— Start Records —

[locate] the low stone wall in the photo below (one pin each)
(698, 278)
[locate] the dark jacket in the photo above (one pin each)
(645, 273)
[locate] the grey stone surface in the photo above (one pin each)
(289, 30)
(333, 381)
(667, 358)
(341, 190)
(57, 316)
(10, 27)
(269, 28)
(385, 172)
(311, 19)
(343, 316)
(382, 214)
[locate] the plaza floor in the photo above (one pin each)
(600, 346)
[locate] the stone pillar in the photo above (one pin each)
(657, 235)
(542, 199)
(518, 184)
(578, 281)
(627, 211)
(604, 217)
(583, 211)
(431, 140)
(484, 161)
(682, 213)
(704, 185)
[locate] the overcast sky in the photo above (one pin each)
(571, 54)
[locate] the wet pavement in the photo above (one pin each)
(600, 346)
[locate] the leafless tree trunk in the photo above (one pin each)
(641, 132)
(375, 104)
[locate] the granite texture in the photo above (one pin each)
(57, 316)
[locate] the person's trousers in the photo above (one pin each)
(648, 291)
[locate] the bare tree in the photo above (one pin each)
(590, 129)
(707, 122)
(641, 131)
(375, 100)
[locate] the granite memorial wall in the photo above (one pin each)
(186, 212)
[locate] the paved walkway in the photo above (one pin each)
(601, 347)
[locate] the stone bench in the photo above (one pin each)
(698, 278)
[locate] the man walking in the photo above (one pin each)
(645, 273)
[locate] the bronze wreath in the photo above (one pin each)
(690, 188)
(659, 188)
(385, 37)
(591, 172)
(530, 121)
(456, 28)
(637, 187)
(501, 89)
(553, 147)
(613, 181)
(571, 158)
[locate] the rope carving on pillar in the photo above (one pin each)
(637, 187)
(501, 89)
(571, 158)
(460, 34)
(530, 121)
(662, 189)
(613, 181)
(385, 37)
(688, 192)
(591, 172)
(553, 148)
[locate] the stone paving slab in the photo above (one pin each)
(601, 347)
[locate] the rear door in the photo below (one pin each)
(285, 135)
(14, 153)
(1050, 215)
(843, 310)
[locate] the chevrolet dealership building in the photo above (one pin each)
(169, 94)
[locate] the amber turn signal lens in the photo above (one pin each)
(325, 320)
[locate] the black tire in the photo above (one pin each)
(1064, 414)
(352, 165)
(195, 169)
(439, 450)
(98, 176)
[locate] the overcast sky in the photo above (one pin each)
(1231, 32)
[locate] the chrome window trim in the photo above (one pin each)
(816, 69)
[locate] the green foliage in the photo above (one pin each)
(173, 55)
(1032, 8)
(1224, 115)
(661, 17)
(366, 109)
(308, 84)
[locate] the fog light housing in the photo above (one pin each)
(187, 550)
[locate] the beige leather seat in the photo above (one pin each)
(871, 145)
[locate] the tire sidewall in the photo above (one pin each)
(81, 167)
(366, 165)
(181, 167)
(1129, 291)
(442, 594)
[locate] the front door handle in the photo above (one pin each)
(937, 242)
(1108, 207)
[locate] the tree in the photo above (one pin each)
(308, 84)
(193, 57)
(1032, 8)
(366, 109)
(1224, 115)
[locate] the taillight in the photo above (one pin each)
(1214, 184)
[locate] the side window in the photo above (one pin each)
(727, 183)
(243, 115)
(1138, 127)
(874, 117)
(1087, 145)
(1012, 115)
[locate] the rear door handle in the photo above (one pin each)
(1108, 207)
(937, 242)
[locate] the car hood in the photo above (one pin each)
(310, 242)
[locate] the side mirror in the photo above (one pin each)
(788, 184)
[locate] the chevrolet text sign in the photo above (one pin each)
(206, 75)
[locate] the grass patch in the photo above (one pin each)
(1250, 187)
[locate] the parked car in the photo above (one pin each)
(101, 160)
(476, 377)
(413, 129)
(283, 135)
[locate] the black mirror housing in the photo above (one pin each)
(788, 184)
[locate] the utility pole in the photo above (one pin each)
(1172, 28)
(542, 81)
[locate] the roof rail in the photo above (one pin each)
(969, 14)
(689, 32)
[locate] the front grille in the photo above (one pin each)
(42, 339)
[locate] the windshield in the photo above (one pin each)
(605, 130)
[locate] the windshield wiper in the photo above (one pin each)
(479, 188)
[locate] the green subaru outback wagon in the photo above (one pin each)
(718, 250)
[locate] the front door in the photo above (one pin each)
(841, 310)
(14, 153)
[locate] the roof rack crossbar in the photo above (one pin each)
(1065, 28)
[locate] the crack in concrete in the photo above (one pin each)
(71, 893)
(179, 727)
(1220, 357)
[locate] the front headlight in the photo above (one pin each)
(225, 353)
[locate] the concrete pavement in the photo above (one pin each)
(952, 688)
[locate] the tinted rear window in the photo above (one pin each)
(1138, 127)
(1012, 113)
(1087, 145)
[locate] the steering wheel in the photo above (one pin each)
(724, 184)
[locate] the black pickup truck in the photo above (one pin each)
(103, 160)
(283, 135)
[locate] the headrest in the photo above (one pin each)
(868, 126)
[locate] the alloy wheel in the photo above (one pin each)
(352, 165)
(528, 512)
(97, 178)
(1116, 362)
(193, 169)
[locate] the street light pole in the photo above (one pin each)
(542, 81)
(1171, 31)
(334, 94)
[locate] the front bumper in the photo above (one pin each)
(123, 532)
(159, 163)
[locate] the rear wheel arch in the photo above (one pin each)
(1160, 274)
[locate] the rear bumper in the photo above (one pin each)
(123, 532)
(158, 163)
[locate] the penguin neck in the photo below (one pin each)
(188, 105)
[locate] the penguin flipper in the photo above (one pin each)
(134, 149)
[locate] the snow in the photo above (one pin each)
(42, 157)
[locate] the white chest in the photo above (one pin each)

— End Records —

[Directions]:
Render every line of the records above as a two-column Markdown table headed Row and Text, with one numbered row per line and blank lines omitted.

[Exercise result]:
| Row | Text |
|---|---|
| 1 | [locate] the low stone wall in the photo below (one pin each) |
| 2 | (698, 278) |
| 3 | [locate] the dark jacket in the photo above (one pin each) |
| 4 | (645, 273) |
| 5 | [locate] the grey stone surface in the photo above (one pin each) |
| 6 | (289, 30) |
| 7 | (333, 381) |
| 8 | (667, 358) |
| 9 | (341, 190) |
| 10 | (57, 316) |
| 11 | (10, 27) |
| 12 | (269, 28) |
| 13 | (385, 172) |
| 14 | (311, 19) |
| 15 | (343, 316) |
| 16 | (382, 214) |
| 17 | [locate] the plaza floor in the photo above (one pin each) |
| 18 | (600, 346) |
| 19 | [locate] the stone pillar in the photo above (one pin each) |
| 20 | (657, 235) |
| 21 | (542, 199) |
| 22 | (518, 184) |
| 23 | (578, 281) |
| 24 | (627, 211) |
| 25 | (604, 217) |
| 26 | (583, 211) |
| 27 | (431, 140) |
| 28 | (484, 161) |
| 29 | (682, 213) |
| 30 | (704, 185) |
| 31 | [locate] the overcast sky in the photo above (one pin each) |
| 32 | (571, 54) |
| 33 | [locate] the wet pavement in the photo above (one pin each) |
| 34 | (600, 346) |
| 35 | [locate] the leafless tree trunk in the photo above (one pin each) |
| 36 | (641, 132) |
| 37 | (375, 104) |
| 38 | [locate] the granite texture in the photo above (one pin each) |
| 39 | (57, 316) |
| 40 | [locate] the person's trousers in the photo above (one pin each) |
| 41 | (648, 291) |
| 42 | [locate] the bare tree in the photo above (one pin each) |
| 43 | (590, 129) |
| 44 | (707, 122) |
| 45 | (641, 131) |
| 46 | (375, 100) |
| 47 | [locate] the granite memorial wall in the photo above (one pin each) |
| 48 | (186, 212) |
| 49 | [locate] the paved walkway in the photo above (one pin each) |
| 50 | (601, 347) |
| 51 | [locate] the stone bench in the photo above (one pin each) |
| 52 | (698, 278) |
| 53 | [locate] the man walking in the photo above (one pin each) |
| 54 | (645, 273) |
| 55 | [locate] the bronze wreath in the photo above (one pin each) |
| 56 | (690, 188) |
| 57 | (659, 188) |
| 58 | (385, 37) |
| 59 | (591, 172) |
| 60 | (530, 121) |
| 61 | (456, 28) |
| 62 | (637, 187) |
| 63 | (501, 89) |
| 64 | (553, 147) |
| 65 | (613, 181) |
| 66 | (571, 158) |
| 67 | [locate] the rope carving on pillar in the photo above (one pin each) |
| 68 | (637, 187) |
| 69 | (501, 89) |
| 70 | (571, 158) |
| 71 | (460, 34) |
| 72 | (530, 121) |
| 73 | (662, 189) |
| 74 | (613, 181) |
| 75 | (385, 37) |
| 76 | (688, 192) |
| 77 | (591, 172) |
| 78 | (553, 148) |
| 79 | [locate] the stone paving slab in the photo above (one pin each) |
| 80 | (601, 347) |
| 81 | [locate] the rear door in the photo below (one pin each) |
| 82 | (285, 135) |
| 83 | (14, 153) |
| 84 | (1050, 215) |
| 85 | (843, 310) |
| 86 | [locate] the chevrolet dealership building in the photo above (one pin each) |
| 87 | (169, 94) |
| 88 | [locate] the amber turn signal lens in the photo above (one pin each) |
| 89 | (325, 320) |
| 90 | [locate] the black tire in the photo above (one pin each) |
| 91 | (1064, 414) |
| 92 | (352, 165) |
| 93 | (195, 169) |
| 94 | (439, 450) |
| 95 | (98, 176) |
| 96 | [locate] the overcast sky in the photo above (one pin each) |
| 97 | (1231, 32) |
| 98 | [locate] the chrome window trim in the photo above (one pin each) |
| 99 | (816, 69) |
| 100 | [locate] the green foliage in the photo above (one pin each) |
| 101 | (173, 55) |
| 102 | (1032, 8) |
| 103 | (1224, 115) |
| 104 | (661, 17) |
| 105 | (366, 109) |
| 106 | (308, 84) |
| 107 | [locate] the fog light housing in the photo above (one pin each) |
| 108 | (187, 550) |
| 109 | [locate] the beige leather seat in the photo above (one pin each) |
| 110 | (871, 145) |
| 111 | [locate] the tire sidewall in the photo above (one pin each) |
| 112 | (81, 167) |
| 113 | (366, 165) |
| 114 | (181, 167) |
| 115 | (1129, 291) |
| 116 | (442, 594) |
| 117 | [locate] the front door handle in the photo above (one pin each) |
| 118 | (937, 242) |
| 119 | (1108, 207) |
| 120 | [locate] the tree in the photo above (one pin each) |
| 121 | (308, 84) |
| 122 | (193, 57) |
| 123 | (1032, 8) |
| 124 | (366, 109) |
| 125 | (1224, 115) |
| 126 | [locate] the taillight in the photo above (one pin each) |
| 127 | (1214, 184) |
| 128 | [locate] the side window in the photo above (one pin each) |
| 129 | (727, 183) |
| 130 | (243, 115) |
| 131 | (1138, 127) |
| 132 | (874, 117) |
| 133 | (1087, 145) |
| 134 | (1012, 115) |
| 135 | [locate] the rear door handle in the photo above (one pin each) |
| 136 | (1108, 207) |
| 137 | (937, 242) |
| 138 | [locate] the car hood in the photo above (one pin each) |
| 139 | (310, 242) |
| 140 | [locate] the side mirror in the photo above (one pin each) |
| 141 | (788, 184) |
| 142 | [locate] the chevrolet text sign in the photo above (one pin each) |
| 143 | (206, 75) |
| 144 | [locate] the grass patch in the photo above (one pin each) |
| 145 | (1250, 187) |
| 146 | [locate] the parked car in the photo above (one pin each) |
| 147 | (101, 160) |
| 148 | (476, 377) |
| 149 | (413, 129) |
| 150 | (283, 135) |
| 151 | [locate] the black mirror housing in the photo above (one pin each) |
| 152 | (788, 184) |
| 153 | [locate] the utility pole in the photo above (one pin each) |
| 154 | (1172, 28) |
| 155 | (542, 81) |
| 156 | [locate] the roof rail in the photo above (one pin each) |
| 157 | (969, 14) |
| 158 | (689, 32) |
| 159 | [locate] the front grille in the photo above (one pin each) |
| 160 | (42, 339) |
| 161 | [locate] the windshield in the photo above (one pin each) |
| 162 | (605, 130) |
| 163 | [locate] the windshield wiper in the photo above (one pin each) |
| 164 | (479, 188) |
| 165 | [locate] the green subaru outback wagon in the photo above (one pin each) |
| 166 | (718, 250) |
| 167 | [locate] the front door in the photo above (one pin each) |
| 168 | (841, 310) |
| 169 | (14, 153) |
| 170 | [locate] the roof rack crossbar in the photo above (one pin each) |
| 171 | (1065, 28) |
| 172 | [locate] the crack in concrete in the photo above (one pin each) |
| 173 | (71, 893) |
| 174 | (179, 727) |
| 175 | (1220, 357) |
| 176 | [locate] the front headlight in the photo above (one pin each) |
| 177 | (225, 353) |
| 178 | [locate] the concrete pavement in the photo above (one pin each) |
| 179 | (952, 688) |
| 180 | [locate] the tinted rear window in the photo above (one pin each) |
| 181 | (1138, 127) |
| 182 | (1012, 113) |
| 183 | (1087, 145) |
| 184 | [locate] the steering wheel in the photo above (one pin each) |
| 185 | (724, 184) |
| 186 | [locate] the black pickup truck in the photo above (one pin each) |
| 187 | (103, 160) |
| 188 | (283, 135) |
| 189 | [locate] the headrest in the photo above (one pin each) |
| 190 | (868, 126) |
| 191 | [locate] the alloy wheel in the photo above (one pin each) |
| 192 | (352, 165) |
| 193 | (528, 512) |
| 194 | (97, 178) |
| 195 | (1116, 362) |
| 196 | (193, 169) |
| 197 | [locate] the street light pole in the photo above (one pin each) |
| 198 | (542, 81) |
| 199 | (1171, 31) |
| 200 | (334, 94) |
| 201 | [locate] the front bumper in the photo above (one pin each) |
| 202 | (123, 532) |
| 203 | (159, 163) |
| 204 | [locate] the rear wheel arch in the photo above (one pin each) |
| 205 | (1160, 274) |
| 206 | [locate] the rear bumper in the photo above (one pin each) |
| 207 | (123, 532) |
| 208 | (158, 163) |
| 209 | [locate] the penguin neck in the photo below (one pin each) |
| 210 | (188, 105) |
| 211 | [locate] the penguin flipper in the photo above (one pin each) |
| 212 | (134, 149) |
| 213 | [locate] the snow in the photo above (one pin each) |
| 214 | (42, 157) |
| 215 | [locate] the white chest in the photo above (one pin each) |